### TO DO
a) According to the ferret transmission text, why were the lower AUC values for ferrets infected by RG-CA04^NA-H275Y not statistically significant? Answer in one to three sentences.
b) Summarize the ferret transmission text in two sentences.

### DOCUMENT SEGMENT
Transmissibility of the recombinant A(H1N1)pdm09 viruses in ferrets.

The transmissibility of the recombinant CA04 viruses was evaluated in the ferret model. At an inoculation dose of 10⁴ PFU, ferrets infected with RG-CA04 virus exhibited greater levels of weight loss (Fig. 4A) and were less active and playful compared to the ferrets inoculated with RG-CA04^NA-H275Y (Fig. 4B) or RG-CA04 × Brisbane^NA-H275Y (Fig. 4C) viruses. One of the two ferrets inoculated with RG-CA04 virus died on day 8 postinoculation, while all ferrets survived in the RG-CA04^NA-H275Y and RG-CA04 × Brisbane^NA-H275Y groups. Transmission from inoculated ferrets to naïve direct contact and respiratory droplet contact ferrets was observed for all three recombinant CA04 viruses at day 4 postinoculation (day 3 postcontact) (Fig. 4). The AUC approximating the total amount of virus shed during the course of infection was calculated for each animal; while the donor or the direct contact ferrets infected by RG-CA04^NA-H275Y consistently showed lower AUC values, the differences were not statistically significant, due to small sample sizes (Table 4). Overall, with a small sample size, we observed that RG-CA04^NA-H275Y or RG-CA04 × Brisbane^NA-H275Y viruses possessed attenuated pathogenicities but retained comparable transmission efficiencies to the RG-CA04 virus.

Fig 4 — Transmission of RG-CA04, RG-CA04^NA-H275Y, and RG-CA04 × Brisbane^NA-275Y viruses in ferrets. The direct contact and respiratory droplet contact transmissibility of RG-CA04 (A), RG-RG-CA04^NA-H275Y (B), and RG-CA04 × Brisbane^NA-H275Y (C) viruses are shown. Ferret weight changes (% of weight change compared to the weight at day 0; mean ± standard deviation) are also shown. Viral titers (in log₁₀ TCID₅₀/ml) were obtained from the nasal washes of individual donor ferrets (yellow), direct contacts (green), and respiratory droplet contacts (blue). The detection limit was 10^2.2 TCID₅₀/ml. One donor animal inoculated with RG-CA04 virus was found dead in the cage at day 8 postinoculation.

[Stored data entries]
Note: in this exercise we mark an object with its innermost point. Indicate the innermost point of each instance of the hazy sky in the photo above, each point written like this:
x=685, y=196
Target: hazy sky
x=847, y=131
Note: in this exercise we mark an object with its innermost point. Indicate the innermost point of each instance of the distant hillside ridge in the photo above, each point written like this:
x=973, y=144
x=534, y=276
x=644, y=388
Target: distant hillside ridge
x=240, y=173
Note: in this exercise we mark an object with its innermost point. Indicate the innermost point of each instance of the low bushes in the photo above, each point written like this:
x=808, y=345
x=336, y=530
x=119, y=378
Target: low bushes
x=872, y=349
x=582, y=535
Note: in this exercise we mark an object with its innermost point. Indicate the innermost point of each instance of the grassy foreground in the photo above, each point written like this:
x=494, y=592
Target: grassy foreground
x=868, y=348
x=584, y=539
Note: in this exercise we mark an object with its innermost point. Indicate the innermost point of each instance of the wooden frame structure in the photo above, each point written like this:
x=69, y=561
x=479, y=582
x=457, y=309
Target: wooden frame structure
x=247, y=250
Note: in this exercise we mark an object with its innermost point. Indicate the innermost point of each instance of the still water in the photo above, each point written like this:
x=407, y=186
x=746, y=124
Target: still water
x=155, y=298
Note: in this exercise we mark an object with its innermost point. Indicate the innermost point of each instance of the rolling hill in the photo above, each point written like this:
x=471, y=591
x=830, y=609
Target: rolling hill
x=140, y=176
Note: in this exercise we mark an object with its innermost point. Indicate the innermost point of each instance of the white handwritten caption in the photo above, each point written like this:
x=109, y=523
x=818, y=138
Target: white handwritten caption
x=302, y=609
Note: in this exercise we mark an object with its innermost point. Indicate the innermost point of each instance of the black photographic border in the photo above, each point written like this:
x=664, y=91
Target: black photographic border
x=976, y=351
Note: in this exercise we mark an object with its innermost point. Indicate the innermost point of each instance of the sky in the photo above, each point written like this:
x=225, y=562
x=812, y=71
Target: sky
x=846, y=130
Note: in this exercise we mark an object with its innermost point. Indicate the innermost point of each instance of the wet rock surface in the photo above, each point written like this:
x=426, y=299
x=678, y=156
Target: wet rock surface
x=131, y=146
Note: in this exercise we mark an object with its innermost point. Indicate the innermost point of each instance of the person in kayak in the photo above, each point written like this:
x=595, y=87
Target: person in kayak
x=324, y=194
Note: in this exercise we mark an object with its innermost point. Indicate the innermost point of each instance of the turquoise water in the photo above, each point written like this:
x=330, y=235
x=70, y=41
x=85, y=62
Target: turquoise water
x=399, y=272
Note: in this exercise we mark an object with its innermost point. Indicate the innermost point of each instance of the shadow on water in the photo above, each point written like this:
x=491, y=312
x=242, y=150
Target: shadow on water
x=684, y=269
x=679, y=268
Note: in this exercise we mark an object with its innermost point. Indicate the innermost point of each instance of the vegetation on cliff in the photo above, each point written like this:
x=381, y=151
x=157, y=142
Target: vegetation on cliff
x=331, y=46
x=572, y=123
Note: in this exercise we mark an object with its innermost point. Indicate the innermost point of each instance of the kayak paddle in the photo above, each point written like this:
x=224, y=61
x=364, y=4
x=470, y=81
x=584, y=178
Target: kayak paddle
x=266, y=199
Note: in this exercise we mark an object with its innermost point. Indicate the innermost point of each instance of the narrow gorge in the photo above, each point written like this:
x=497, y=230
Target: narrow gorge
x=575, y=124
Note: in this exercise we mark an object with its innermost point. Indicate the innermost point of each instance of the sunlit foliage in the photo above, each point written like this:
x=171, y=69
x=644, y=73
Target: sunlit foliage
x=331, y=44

### EXPECTED RESULTS
a) The sample sizes were small. So although the donor and direct contact ferrets infected by RG-CA04^NA-H275Y consistently had lower AUC values, the differences did not reach statistical significance.

b) In ferrets, RG-CA04 caused more weight loss and less activity than RG-CA04^NA-H275Y or RG-CA04 × Brisbane^NA-H275Y, and one of the two ferrets inoculated with RG-CA04 died. All three recombinant viruses spread to direct contact and respiratory droplet contact ferrets by day 4 postinoculation, so with a small sample size the NA-H275Y viruses showed attenuated pathogenicity but comparable transmission efficiency to RG-CA04.